**DOCUMENT TEXT**.
--
Singaporeans invoke 'moral authority,' stand firm on youth's caning sentence

April 26, 1994|By Robert Benjamin | Robert Benjamin,Sun Staff Writer

SINGAPORE -- A Cabinet-level minister said here yesterday that Singapore would lose "all moral authority" to govern if it granted President Clinton's personal request for mercy toward a U.S. teen-ager sentenced to six lashes with a rattan cane.

"If we are seen buckling in to media pressure or to political pressure from America, then it is no longer possible for us to govern Singapore. We become a joke. It is not possible. We lose all moral authority," George Yong-Boon Yeo, Singapore's information, arts and health minister, said in an interview with The Sun.

The minister called granting clemency to 18-year-old Michael P. Fay of Dayton, Ohio, "politically untenable." Clemency, he said, has never been given here in vandalism cases, such as Mr. Fay's.

Of the prospect of Singapore's rebuffing Mr. Clinton, Mr. Yeo, until January this city-state's second foreign minister, said: "We can be different and still remain good friends and have good relations."
--
**WRITTEN REQUEST A**. Count the lines of the entries that contain the string "mullion". Give only the number.

(Items from a data source)
--
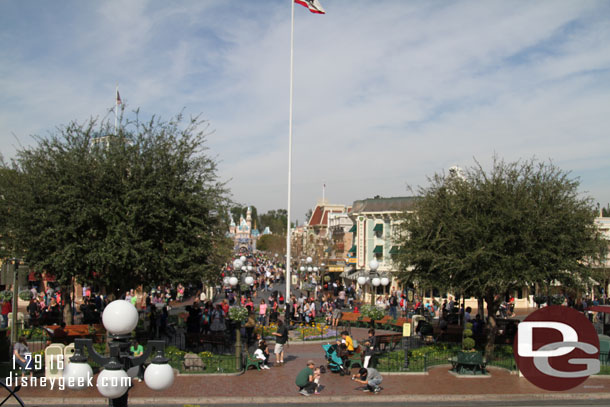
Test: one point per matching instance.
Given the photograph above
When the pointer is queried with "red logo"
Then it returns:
(557, 348)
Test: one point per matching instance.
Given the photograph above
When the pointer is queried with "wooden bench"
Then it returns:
(252, 360)
(192, 361)
(468, 363)
(75, 331)
(385, 341)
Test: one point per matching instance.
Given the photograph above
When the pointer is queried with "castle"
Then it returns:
(244, 237)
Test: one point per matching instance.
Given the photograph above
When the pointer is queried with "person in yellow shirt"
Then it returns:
(347, 340)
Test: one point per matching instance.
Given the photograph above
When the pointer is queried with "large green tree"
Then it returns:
(117, 210)
(485, 233)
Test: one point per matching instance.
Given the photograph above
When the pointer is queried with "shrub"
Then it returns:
(238, 314)
(25, 295)
(373, 312)
(6, 295)
(468, 344)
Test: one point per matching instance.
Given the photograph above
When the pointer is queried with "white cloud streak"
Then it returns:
(384, 95)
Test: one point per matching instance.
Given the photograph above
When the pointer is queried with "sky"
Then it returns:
(386, 93)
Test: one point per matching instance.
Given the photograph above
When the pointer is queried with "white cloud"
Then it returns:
(384, 95)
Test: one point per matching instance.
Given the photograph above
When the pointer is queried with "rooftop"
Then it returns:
(395, 204)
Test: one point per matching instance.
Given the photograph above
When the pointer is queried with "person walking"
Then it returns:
(281, 338)
(369, 376)
(306, 381)
(369, 350)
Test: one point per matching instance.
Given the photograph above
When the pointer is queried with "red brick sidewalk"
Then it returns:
(277, 385)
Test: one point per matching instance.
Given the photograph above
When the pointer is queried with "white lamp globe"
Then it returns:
(77, 375)
(159, 376)
(120, 317)
(112, 384)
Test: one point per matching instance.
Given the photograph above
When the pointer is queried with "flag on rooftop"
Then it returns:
(313, 5)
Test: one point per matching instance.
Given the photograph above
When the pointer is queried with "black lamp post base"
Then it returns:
(120, 402)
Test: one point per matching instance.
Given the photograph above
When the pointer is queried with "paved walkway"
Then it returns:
(276, 386)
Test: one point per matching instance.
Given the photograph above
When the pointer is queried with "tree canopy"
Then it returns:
(485, 233)
(118, 210)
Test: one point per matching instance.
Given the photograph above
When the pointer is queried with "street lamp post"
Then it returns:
(375, 280)
(119, 318)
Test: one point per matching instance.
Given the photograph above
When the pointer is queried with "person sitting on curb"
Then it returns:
(347, 340)
(369, 376)
(280, 341)
(306, 381)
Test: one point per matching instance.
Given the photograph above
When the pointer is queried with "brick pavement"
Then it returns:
(277, 386)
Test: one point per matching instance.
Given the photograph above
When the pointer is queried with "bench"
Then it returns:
(194, 340)
(468, 363)
(349, 318)
(385, 341)
(252, 360)
(192, 361)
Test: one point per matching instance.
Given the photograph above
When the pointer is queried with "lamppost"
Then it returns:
(373, 279)
(119, 319)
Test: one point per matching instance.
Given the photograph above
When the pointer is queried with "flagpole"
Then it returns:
(288, 257)
(116, 108)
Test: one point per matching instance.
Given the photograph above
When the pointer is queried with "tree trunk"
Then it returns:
(492, 326)
(238, 346)
(66, 296)
(481, 307)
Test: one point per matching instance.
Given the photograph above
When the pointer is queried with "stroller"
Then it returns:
(335, 363)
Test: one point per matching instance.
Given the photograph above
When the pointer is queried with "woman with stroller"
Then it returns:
(262, 352)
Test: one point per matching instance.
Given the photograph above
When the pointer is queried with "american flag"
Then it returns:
(313, 5)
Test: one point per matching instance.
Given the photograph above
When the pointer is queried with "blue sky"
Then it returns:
(386, 92)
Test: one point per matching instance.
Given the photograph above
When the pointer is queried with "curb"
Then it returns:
(412, 398)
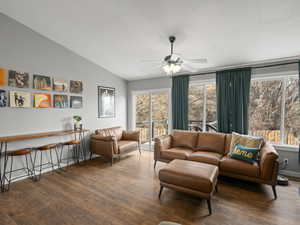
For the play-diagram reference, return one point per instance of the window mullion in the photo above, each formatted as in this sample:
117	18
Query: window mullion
282	130
204	109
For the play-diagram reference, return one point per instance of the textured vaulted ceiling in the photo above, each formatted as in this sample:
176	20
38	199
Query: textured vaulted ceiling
119	34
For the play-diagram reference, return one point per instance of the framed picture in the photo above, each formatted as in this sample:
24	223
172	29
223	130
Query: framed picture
42	100
76	86
18	79
60	101
60	85
106	102
3	73
3	98
76	102
41	82
20	99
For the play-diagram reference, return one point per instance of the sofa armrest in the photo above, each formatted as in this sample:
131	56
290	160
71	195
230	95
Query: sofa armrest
268	162
131	135
160	144
103	138
105	146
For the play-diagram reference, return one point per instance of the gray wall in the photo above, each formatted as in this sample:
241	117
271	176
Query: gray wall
24	50
293	168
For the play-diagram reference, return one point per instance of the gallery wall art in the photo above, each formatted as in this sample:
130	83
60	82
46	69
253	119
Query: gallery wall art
20	99
76	102
18	79
41	82
60	101
42	100
23	99
3	75
3	98
76	86
60	85
106	102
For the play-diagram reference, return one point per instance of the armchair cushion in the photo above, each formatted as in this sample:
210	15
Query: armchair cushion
131	135
114	131
125	146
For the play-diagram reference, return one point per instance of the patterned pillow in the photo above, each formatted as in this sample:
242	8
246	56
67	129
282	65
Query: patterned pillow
243	153
246	141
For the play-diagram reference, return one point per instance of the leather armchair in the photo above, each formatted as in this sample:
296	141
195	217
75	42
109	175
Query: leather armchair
113	142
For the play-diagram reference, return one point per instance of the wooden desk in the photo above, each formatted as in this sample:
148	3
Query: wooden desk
8	139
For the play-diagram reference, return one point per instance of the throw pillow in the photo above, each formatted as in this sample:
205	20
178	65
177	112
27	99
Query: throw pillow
245	140
245	154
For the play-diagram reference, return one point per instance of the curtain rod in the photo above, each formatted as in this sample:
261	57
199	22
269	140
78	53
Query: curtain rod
252	67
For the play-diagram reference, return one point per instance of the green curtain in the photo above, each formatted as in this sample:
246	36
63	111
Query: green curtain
299	99
233	89
180	93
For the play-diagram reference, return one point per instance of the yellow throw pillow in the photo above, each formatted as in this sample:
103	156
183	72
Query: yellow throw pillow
246	141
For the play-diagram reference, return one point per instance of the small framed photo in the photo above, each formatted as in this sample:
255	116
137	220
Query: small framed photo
60	85
76	102
3	98
18	79
76	86
41	82
106	102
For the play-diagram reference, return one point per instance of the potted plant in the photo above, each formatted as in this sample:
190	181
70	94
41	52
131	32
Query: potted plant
77	124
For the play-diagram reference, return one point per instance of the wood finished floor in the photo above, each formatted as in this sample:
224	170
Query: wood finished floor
96	193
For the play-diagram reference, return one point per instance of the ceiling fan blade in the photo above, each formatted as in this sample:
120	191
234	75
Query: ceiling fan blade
200	60
151	60
188	68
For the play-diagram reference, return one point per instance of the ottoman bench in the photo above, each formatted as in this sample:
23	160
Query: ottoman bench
195	178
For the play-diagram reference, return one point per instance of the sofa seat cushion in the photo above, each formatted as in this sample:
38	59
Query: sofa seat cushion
230	165
176	153
206	157
125	146
212	142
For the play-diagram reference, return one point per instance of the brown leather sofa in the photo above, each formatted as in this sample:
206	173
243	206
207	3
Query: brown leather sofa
113	142
212	148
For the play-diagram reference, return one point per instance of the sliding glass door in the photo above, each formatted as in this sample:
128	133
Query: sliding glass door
152	115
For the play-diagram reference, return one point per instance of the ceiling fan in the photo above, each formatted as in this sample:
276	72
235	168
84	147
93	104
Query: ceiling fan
173	63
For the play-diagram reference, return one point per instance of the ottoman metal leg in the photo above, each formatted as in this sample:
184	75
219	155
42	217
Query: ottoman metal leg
209	206
160	191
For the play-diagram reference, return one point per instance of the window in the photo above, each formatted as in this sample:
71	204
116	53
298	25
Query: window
274	110
202	107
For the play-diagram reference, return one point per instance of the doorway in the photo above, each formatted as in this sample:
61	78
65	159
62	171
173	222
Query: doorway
152	115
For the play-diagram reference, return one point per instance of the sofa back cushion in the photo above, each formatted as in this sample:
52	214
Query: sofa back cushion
211	142
113	131
185	139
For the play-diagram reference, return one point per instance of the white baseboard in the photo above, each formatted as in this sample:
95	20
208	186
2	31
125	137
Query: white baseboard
290	173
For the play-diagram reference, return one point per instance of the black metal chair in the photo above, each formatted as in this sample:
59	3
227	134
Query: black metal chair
73	147
46	148
27	168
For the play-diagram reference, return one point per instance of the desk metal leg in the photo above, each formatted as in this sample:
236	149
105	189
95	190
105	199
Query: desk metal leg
3	159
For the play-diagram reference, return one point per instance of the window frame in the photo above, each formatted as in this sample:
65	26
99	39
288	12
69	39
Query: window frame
204	83
283	78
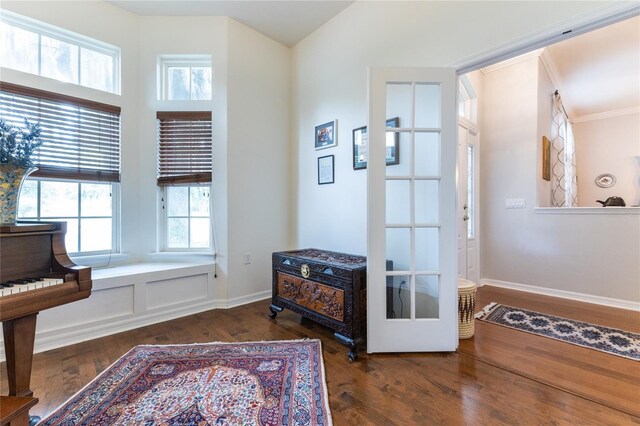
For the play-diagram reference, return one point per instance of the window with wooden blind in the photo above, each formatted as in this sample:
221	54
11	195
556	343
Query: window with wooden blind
184	172
81	138
184	147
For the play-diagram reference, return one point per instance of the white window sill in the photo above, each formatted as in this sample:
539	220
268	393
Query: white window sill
182	256
606	211
101	260
140	269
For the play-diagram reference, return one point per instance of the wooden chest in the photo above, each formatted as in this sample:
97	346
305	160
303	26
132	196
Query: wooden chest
327	287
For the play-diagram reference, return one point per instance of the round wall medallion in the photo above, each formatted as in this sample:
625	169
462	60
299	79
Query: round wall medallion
606	180
305	271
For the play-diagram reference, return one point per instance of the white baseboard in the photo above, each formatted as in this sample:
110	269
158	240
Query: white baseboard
243	300
581	297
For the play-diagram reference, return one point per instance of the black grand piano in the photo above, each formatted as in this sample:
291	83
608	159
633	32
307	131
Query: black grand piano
35	274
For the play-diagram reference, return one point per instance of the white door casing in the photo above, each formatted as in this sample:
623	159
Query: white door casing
468	212
412	212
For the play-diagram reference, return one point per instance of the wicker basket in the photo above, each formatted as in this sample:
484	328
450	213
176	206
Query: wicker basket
466	308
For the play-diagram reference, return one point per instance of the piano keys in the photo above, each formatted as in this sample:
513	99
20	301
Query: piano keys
35	274
25	284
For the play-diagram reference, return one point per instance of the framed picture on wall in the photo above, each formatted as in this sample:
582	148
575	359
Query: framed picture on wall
325	170
360	145
326	135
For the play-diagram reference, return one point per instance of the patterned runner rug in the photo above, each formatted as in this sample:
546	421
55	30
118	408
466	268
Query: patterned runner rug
216	384
610	340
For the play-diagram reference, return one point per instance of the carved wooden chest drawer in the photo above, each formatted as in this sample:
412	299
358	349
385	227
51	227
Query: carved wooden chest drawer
325	286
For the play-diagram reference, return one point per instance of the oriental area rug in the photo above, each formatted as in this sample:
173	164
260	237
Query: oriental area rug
605	339
215	384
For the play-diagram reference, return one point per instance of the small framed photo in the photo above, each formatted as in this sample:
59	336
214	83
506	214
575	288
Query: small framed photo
325	170
327	135
360	145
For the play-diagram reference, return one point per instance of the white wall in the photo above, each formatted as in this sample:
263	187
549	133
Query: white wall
591	254
330	75
608	145
259	211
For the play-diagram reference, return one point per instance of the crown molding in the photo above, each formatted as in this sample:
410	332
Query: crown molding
533	54
609	13
552	70
607	114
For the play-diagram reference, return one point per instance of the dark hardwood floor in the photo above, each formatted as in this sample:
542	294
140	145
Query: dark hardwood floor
480	385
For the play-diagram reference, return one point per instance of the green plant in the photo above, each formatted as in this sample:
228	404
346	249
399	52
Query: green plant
17	144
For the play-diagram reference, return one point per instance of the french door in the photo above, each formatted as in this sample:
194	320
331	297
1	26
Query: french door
412	238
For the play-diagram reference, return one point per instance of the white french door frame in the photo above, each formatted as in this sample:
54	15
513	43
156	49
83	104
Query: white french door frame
606	15
412	334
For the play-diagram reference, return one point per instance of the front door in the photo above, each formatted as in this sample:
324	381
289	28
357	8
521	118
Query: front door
468	256
412	238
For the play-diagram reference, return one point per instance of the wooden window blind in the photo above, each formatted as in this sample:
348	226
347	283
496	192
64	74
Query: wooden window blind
185	147
81	138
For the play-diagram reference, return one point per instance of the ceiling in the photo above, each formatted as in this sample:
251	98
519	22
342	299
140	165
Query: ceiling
287	22
600	71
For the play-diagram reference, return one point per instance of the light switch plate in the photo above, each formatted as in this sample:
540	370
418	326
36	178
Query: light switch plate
515	203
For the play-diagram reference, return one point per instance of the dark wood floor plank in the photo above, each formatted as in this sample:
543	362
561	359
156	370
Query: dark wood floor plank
380	389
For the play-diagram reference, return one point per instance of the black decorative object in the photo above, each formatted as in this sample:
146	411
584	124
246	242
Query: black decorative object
612	202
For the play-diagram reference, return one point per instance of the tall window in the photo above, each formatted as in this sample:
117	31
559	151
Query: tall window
184	175
38	48
185	77
78	164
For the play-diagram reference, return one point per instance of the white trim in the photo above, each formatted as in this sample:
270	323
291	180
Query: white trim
580	297
607	114
546	57
608	14
550	64
243	300
603	211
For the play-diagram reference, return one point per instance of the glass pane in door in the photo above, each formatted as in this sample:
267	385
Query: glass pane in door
399	102
427	107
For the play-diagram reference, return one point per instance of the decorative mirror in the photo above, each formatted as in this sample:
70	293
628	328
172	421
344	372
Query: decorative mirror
606	180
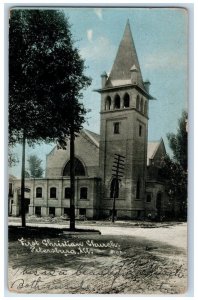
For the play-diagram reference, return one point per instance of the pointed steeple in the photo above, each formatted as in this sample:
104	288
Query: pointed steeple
125	61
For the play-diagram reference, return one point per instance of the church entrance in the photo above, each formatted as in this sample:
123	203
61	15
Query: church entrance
26	199
159	205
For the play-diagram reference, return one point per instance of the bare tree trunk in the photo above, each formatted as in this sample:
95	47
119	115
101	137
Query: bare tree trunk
23	183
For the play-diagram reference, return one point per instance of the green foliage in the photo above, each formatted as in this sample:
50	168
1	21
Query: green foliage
12	158
46	76
34	167
179	142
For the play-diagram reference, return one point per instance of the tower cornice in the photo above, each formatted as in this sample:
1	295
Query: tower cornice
113	88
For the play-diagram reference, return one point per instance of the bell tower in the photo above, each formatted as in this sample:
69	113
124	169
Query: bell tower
124	126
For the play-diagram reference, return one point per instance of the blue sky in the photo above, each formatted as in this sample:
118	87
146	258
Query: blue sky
161	40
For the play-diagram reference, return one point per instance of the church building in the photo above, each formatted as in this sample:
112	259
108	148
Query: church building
124	116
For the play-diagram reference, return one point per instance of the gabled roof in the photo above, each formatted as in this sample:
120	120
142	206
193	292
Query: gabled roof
152	148
126	59
94	137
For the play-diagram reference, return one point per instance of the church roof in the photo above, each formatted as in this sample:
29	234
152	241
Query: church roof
125	62
152	148
93	136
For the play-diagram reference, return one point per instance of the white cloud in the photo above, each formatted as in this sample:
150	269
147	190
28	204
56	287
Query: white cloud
89	35
165	60
98	49
98	12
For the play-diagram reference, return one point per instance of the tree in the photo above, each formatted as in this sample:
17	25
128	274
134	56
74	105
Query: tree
178	142
46	78
35	170
174	170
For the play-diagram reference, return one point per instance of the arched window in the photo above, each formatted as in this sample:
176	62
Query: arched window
83	193
126	100
39	192
138	189
148	198
141	105
114	189
67	193
117	102
108	103
52	192
145	108
138	102
78	167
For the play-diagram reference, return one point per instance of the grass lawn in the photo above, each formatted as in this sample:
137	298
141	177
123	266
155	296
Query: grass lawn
48	261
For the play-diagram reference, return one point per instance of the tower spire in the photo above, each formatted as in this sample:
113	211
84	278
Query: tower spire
126	59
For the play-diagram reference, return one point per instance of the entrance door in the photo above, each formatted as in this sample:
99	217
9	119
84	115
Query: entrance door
159	205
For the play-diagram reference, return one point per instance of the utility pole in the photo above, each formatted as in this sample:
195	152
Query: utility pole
23	183
72	179
117	173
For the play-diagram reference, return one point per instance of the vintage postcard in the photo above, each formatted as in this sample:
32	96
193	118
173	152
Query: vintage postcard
98	130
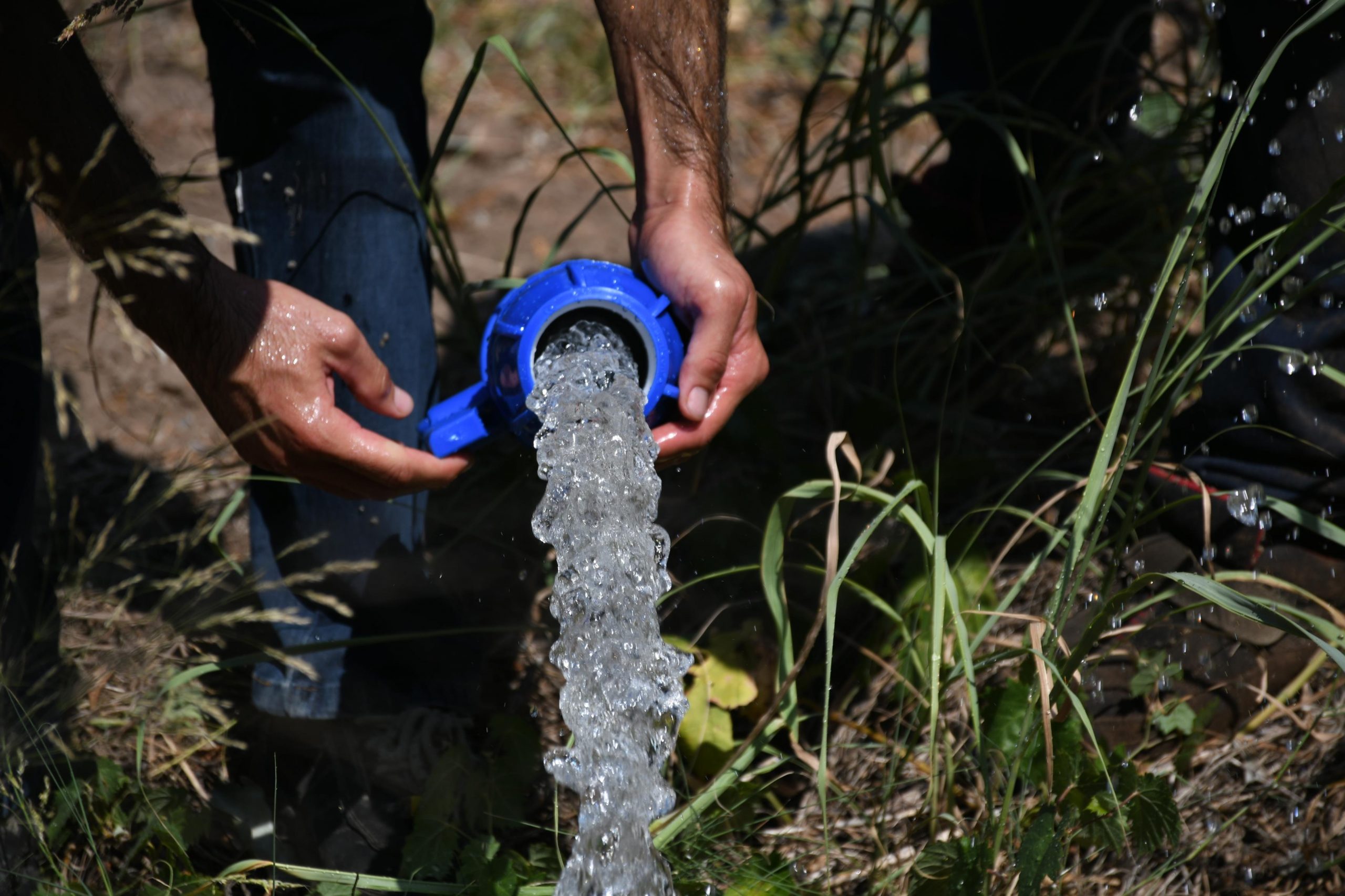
--
**WRITTEN REQUEST B**. In the article about the caning sentence, what punishment was the U.S. teen-ager sentenced to?

**TASK ANSWER A**. 2

**TASK ANSWER B**. Six lashes with a rattan cane.